◆ **Page text**
===============

Opinion Pieces Criticize Congressional Questioning of NIH Sexual Health, AIDS Grants
Congress recently investigated hundreds of NIH-funded research projects -- including projects on sexual health and HIV/AIDS -- that were included on a list prepared by the Traditional Values Coalition. In what many people said was a mix-up, a congressional staff member in October sent NIH a list of more than 200 grants representing more than $100 million in funding instead of a shorter list of 10 grants that conservative House members have questioned for several months. The longer list was prepared by TVC, which says it represents 43,000 churches nationwide. As a result of the longer list being sent, NIH began calling researchers whose grants were on the list as part of a report for Congress on broad categories of grants (Kaiser Daily HIV/AIDS Report, 11/24). Two recent opinion pieces criticized the congressional grant investigation. The Kaiser Daily HIV/AIDS Report summarizes the opinion pieces below:
- Jeffrey Drazen/Julie Ingelfinger, New England Journal of Medicine: Politics has "no place" in the NIH grant-review process, which selects research to fund "based solely on its merits," Drs. Drazen and Ingelfinger, two NIH grant recipients, write in a NEJM opinion piece. Grants for work on social issues are "crucial to the mission of the NIH" and are particularly important when the United States and the world are facing the "particularly violent scourge" of HIV/AIDS, they say. The grant-review process includes "intense scrutiny by many respected scientists" and contains steps to evaluate "both the science and the ethics of every application," Drazen and Ingelfinger write. When grants are awarded following the peer-review process, researchers should then be "left to focus on their work and should not be diverted by wasting time responding to the whims of interest groups," Drazen and Ingelfinger conclude (Drazen/Ingelfinger, NEJM, 12/4).

===============

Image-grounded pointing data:
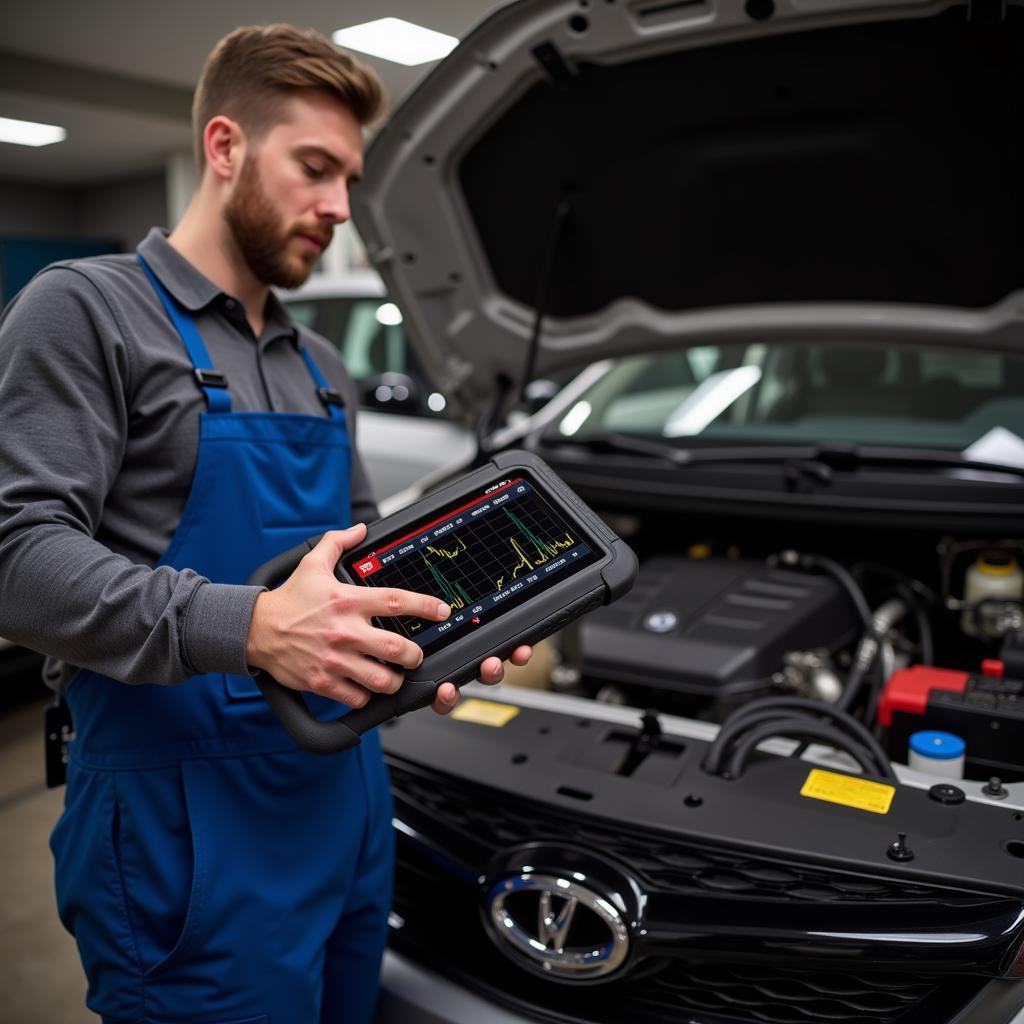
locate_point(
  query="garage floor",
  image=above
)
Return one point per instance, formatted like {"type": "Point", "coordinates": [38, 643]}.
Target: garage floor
{"type": "Point", "coordinates": [41, 981]}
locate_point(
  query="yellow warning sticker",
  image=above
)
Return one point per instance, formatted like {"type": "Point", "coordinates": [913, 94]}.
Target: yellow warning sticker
{"type": "Point", "coordinates": [849, 791]}
{"type": "Point", "coordinates": [485, 713]}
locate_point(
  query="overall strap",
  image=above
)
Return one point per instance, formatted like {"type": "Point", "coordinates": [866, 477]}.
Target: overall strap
{"type": "Point", "coordinates": [329, 395]}
{"type": "Point", "coordinates": [213, 383]}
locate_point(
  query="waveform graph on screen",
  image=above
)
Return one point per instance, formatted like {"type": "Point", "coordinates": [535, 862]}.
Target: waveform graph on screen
{"type": "Point", "coordinates": [481, 556]}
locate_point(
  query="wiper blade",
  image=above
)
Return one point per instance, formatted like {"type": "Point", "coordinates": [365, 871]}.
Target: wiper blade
{"type": "Point", "coordinates": [825, 457]}
{"type": "Point", "coordinates": [629, 444]}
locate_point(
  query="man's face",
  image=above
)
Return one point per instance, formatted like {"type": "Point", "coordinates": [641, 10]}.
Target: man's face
{"type": "Point", "coordinates": [293, 188]}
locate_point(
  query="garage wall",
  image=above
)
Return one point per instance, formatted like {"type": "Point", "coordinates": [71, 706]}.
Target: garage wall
{"type": "Point", "coordinates": [123, 210]}
{"type": "Point", "coordinates": [35, 210]}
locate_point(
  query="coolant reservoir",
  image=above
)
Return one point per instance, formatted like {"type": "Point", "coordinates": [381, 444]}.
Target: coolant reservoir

===============

◆ **Assignment**
In the article on congressional questioning of NIH grants, how many churches does the Traditional Values Coalition say it represents?

◆ **Response**
It says it represents 43,000 churches nationwide.